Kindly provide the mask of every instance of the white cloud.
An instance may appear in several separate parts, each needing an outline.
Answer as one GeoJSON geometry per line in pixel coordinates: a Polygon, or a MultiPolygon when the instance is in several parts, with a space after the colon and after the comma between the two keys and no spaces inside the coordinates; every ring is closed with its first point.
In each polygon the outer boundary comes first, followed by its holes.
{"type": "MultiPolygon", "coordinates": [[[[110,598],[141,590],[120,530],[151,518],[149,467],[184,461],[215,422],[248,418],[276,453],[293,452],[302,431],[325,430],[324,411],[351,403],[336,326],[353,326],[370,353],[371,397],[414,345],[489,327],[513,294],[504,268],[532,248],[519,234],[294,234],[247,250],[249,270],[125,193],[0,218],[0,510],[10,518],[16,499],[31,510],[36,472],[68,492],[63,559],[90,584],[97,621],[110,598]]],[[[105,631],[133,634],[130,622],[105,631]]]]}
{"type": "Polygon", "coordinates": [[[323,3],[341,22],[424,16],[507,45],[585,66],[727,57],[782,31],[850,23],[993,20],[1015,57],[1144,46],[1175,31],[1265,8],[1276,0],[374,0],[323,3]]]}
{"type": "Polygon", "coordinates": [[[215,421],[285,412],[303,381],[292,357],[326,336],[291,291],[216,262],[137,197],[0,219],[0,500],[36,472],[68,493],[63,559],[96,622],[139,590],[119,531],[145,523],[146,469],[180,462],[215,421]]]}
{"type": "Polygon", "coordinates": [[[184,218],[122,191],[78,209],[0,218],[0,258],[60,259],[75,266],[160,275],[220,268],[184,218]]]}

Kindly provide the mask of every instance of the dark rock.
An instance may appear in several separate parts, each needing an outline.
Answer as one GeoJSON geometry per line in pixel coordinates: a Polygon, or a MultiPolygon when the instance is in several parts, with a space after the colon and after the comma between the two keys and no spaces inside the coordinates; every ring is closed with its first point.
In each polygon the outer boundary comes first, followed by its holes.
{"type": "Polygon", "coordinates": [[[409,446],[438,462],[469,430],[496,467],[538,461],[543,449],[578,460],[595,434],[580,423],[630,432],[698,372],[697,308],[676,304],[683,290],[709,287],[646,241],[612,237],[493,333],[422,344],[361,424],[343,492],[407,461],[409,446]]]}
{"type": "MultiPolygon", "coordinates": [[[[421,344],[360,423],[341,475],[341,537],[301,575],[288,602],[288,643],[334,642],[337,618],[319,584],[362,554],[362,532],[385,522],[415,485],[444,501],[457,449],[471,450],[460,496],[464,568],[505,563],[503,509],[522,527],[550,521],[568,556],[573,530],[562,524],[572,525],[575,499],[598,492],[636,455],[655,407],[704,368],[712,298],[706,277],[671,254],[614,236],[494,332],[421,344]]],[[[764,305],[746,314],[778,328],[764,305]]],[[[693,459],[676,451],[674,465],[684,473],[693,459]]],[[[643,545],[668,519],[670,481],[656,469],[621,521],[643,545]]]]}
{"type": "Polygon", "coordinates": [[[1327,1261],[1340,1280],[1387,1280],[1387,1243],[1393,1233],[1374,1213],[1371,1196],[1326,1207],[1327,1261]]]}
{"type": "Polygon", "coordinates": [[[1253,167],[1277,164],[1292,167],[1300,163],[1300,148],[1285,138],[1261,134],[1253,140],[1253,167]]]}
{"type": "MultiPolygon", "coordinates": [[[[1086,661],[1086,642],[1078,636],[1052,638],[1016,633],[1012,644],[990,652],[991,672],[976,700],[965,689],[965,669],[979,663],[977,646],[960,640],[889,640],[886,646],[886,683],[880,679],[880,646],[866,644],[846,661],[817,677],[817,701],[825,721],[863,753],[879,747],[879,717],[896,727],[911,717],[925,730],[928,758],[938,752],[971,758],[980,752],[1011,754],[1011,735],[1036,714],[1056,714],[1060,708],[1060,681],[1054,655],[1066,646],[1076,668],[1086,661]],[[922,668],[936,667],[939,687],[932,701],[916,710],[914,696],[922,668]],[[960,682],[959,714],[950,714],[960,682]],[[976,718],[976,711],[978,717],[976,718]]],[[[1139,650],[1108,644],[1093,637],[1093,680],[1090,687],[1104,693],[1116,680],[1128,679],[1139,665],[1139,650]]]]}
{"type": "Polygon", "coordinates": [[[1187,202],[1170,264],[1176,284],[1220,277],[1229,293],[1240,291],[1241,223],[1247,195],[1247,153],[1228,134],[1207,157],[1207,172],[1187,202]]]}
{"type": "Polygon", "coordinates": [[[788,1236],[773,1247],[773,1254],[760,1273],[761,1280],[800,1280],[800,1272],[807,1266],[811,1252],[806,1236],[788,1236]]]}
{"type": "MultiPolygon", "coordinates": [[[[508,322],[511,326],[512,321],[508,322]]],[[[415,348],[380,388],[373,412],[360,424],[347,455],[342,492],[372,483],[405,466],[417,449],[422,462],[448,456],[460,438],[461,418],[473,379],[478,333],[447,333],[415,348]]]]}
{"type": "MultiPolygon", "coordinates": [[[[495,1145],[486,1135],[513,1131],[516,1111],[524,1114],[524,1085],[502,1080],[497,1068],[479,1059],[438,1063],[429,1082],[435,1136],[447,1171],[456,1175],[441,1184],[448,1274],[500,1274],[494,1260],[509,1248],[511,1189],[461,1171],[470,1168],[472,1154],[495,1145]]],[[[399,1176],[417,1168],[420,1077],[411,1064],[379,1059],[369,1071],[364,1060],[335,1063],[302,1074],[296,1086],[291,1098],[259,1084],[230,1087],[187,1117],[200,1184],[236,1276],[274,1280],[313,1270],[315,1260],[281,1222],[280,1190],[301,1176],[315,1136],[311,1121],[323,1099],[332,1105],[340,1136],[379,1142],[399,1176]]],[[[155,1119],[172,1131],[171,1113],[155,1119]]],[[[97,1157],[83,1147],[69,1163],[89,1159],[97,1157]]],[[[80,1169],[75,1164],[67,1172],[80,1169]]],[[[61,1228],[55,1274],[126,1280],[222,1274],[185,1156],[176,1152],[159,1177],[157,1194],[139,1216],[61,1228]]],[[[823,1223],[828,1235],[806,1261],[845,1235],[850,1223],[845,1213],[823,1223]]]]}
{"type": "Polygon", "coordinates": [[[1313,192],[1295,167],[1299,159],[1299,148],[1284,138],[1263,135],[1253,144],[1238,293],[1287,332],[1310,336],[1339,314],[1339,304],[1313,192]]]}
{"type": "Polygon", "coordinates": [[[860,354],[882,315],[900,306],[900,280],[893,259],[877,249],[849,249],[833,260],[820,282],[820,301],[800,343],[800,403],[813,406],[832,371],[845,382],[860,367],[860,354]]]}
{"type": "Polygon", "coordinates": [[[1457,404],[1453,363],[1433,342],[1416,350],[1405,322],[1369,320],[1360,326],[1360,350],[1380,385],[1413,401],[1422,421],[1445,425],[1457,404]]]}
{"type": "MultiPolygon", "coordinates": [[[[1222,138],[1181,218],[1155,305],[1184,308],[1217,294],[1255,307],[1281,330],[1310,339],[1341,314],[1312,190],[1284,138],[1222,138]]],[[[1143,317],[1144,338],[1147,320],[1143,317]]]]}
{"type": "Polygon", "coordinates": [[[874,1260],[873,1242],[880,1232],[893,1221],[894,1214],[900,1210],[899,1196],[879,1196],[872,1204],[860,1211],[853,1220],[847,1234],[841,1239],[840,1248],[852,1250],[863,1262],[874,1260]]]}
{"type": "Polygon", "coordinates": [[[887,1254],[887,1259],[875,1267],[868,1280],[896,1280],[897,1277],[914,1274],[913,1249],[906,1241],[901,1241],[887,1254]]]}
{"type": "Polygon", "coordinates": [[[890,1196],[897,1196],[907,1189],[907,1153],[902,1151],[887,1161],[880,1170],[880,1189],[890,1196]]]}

● ● ● ● ●

■ What the task asks ■
Your response must repeat the entries above exactly, in full.

■ The answer ■
Kindly provide the mask of every instance of the white cloud.
An instance may appear in several separate parts, each needing an outline.
Answer as one GeoJSON geometry per line in pixel coordinates: a Polygon, or a MultiPolygon when the instance is in several parts, with a space after the colon and after the comma between the two keys and no spaces inside the coordinates; every ring is closed with its first point.
In each polygon the outer boundary comes first, followed by its holes.
{"type": "MultiPolygon", "coordinates": [[[[110,598],[141,590],[120,530],[151,518],[149,467],[184,461],[215,422],[248,418],[276,453],[293,452],[302,431],[325,430],[324,411],[351,403],[336,326],[353,326],[370,353],[371,397],[414,345],[489,327],[513,294],[504,268],[532,248],[519,234],[294,234],[247,250],[249,270],[125,193],[0,218],[0,510],[10,518],[16,499],[31,510],[36,472],[68,492],[63,559],[90,584],[97,621],[110,598]]],[[[105,631],[133,634],[130,622],[105,631]]]]}
{"type": "Polygon", "coordinates": [[[323,3],[341,22],[424,16],[507,45],[585,66],[727,57],[782,31],[850,23],[993,20],[1015,57],[1144,46],[1175,31],[1265,8],[1276,0],[374,0],[323,3]]]}
{"type": "Polygon", "coordinates": [[[215,421],[285,412],[303,381],[292,357],[326,336],[291,291],[216,262],[137,197],[0,219],[0,500],[36,472],[68,493],[63,559],[96,622],[139,590],[119,531],[145,523],[146,469],[180,462],[215,421]]]}
{"type": "Polygon", "coordinates": [[[184,218],[122,191],[78,209],[0,218],[0,258],[60,259],[75,266],[160,275],[220,268],[184,218]]]}

Kindly provide the mask of every instance of the dark rock.
An instance may appear in several separate parts, each needing an outline.
Answer as one GeoJSON geometry per line in pixel coordinates: a Polygon, or a MultiPolygon when the instance is in several parts, with a space after the colon and after the comma between the two keys and no spaces inside the coordinates; every ring is closed with its first point.
In each polygon the outer boundary comes first, followed by its holes.
{"type": "Polygon", "coordinates": [[[409,446],[438,462],[469,430],[496,467],[538,461],[543,449],[578,460],[595,434],[580,423],[630,432],[698,372],[697,308],[676,304],[683,290],[709,287],[646,241],[612,237],[493,333],[422,344],[361,424],[343,492],[407,461],[409,446]]]}
{"type": "MultiPolygon", "coordinates": [[[[421,344],[360,423],[341,475],[341,537],[301,575],[288,602],[288,643],[334,642],[337,618],[319,584],[362,554],[362,532],[385,522],[415,485],[444,501],[457,449],[471,450],[460,496],[464,568],[505,563],[503,509],[522,527],[550,521],[568,556],[573,530],[562,524],[572,525],[575,499],[598,492],[636,455],[655,407],[704,368],[712,298],[706,277],[671,254],[614,236],[494,332],[421,344]]],[[[764,305],[746,314],[778,328],[764,305]]],[[[693,459],[676,451],[674,465],[684,473],[693,459]]],[[[643,545],[668,519],[670,481],[656,469],[621,521],[643,545]]]]}
{"type": "Polygon", "coordinates": [[[1327,1261],[1340,1280],[1387,1280],[1387,1243],[1393,1233],[1374,1213],[1371,1196],[1326,1207],[1327,1261]]]}
{"type": "Polygon", "coordinates": [[[1253,167],[1277,164],[1292,167],[1300,163],[1300,148],[1285,138],[1261,134],[1253,140],[1253,167]]]}
{"type": "MultiPolygon", "coordinates": [[[[1086,661],[1086,642],[1078,636],[1052,638],[1016,633],[1012,644],[990,652],[991,672],[976,700],[965,689],[965,669],[979,663],[977,646],[960,640],[889,640],[886,646],[886,683],[880,679],[880,646],[866,644],[846,661],[817,677],[817,701],[825,721],[863,753],[879,747],[879,717],[896,727],[911,717],[925,730],[928,758],[938,752],[971,758],[980,752],[1011,754],[1011,735],[1036,714],[1056,714],[1060,708],[1060,681],[1054,655],[1066,646],[1076,668],[1086,661]],[[922,668],[936,667],[939,687],[932,701],[916,710],[914,696],[922,668]],[[960,682],[959,714],[950,714],[960,682]],[[976,718],[976,711],[978,717],[976,718]]],[[[1139,650],[1108,644],[1093,637],[1093,680],[1090,687],[1104,693],[1116,680],[1128,679],[1139,665],[1139,650]]]]}
{"type": "Polygon", "coordinates": [[[1187,202],[1170,264],[1176,284],[1220,277],[1229,293],[1240,291],[1241,223],[1247,195],[1247,153],[1228,134],[1207,157],[1207,172],[1187,202]]]}
{"type": "Polygon", "coordinates": [[[788,1236],[773,1247],[773,1254],[760,1273],[761,1280],[800,1280],[800,1272],[807,1266],[811,1252],[806,1236],[788,1236]]]}
{"type": "MultiPolygon", "coordinates": [[[[508,322],[511,326],[512,321],[508,322]]],[[[415,348],[380,388],[373,412],[360,424],[347,455],[342,492],[372,483],[405,466],[417,449],[422,462],[448,456],[460,438],[461,418],[473,379],[478,333],[447,333],[415,348]]]]}
{"type": "MultiPolygon", "coordinates": [[[[495,1145],[486,1135],[513,1131],[516,1111],[524,1114],[524,1085],[502,1080],[497,1068],[479,1059],[438,1063],[429,1082],[435,1136],[447,1171],[456,1175],[441,1184],[448,1274],[500,1274],[494,1260],[509,1248],[511,1189],[461,1171],[470,1168],[472,1154],[495,1145]]],[[[399,1176],[417,1168],[420,1077],[411,1064],[379,1059],[369,1071],[364,1060],[335,1063],[302,1074],[296,1086],[291,1098],[259,1084],[230,1087],[187,1117],[200,1184],[236,1276],[274,1280],[313,1270],[315,1260],[281,1222],[280,1190],[301,1176],[315,1136],[311,1121],[323,1099],[332,1105],[340,1136],[379,1142],[399,1176]]],[[[155,1119],[172,1131],[171,1113],[155,1119]]],[[[97,1157],[83,1147],[69,1163],[89,1159],[97,1157]]],[[[80,1169],[75,1164],[67,1172],[80,1169]]],[[[61,1228],[55,1274],[126,1280],[222,1274],[185,1156],[176,1152],[159,1177],[157,1194],[139,1216],[61,1228]]],[[[823,1223],[828,1235],[806,1261],[845,1235],[850,1223],[845,1213],[823,1223]]]]}
{"type": "Polygon", "coordinates": [[[1313,192],[1295,167],[1299,159],[1299,148],[1284,138],[1263,135],[1253,144],[1238,293],[1287,332],[1310,336],[1339,314],[1339,304],[1313,192]]]}
{"type": "Polygon", "coordinates": [[[860,354],[882,315],[900,306],[900,280],[893,259],[877,249],[849,249],[833,260],[820,282],[820,301],[800,343],[800,403],[813,406],[832,371],[845,382],[860,367],[860,354]]]}
{"type": "Polygon", "coordinates": [[[1457,404],[1453,363],[1433,342],[1416,350],[1405,322],[1369,320],[1360,326],[1360,350],[1380,385],[1413,401],[1422,421],[1445,425],[1457,404]]]}
{"type": "MultiPolygon", "coordinates": [[[[1222,138],[1181,218],[1155,305],[1184,308],[1217,294],[1255,307],[1281,330],[1310,339],[1341,314],[1312,190],[1284,138],[1222,138]]],[[[1143,317],[1144,338],[1147,320],[1143,317]]]]}
{"type": "Polygon", "coordinates": [[[874,1260],[873,1242],[880,1232],[893,1221],[894,1214],[900,1210],[899,1196],[879,1196],[872,1204],[860,1211],[853,1220],[847,1234],[841,1239],[840,1248],[852,1250],[863,1262],[874,1260]]]}
{"type": "Polygon", "coordinates": [[[887,1254],[887,1259],[875,1267],[868,1280],[896,1280],[897,1277],[914,1274],[913,1249],[906,1241],[901,1241],[887,1254]]]}
{"type": "Polygon", "coordinates": [[[890,1196],[897,1196],[907,1189],[907,1153],[902,1151],[887,1161],[880,1170],[880,1189],[890,1196]]]}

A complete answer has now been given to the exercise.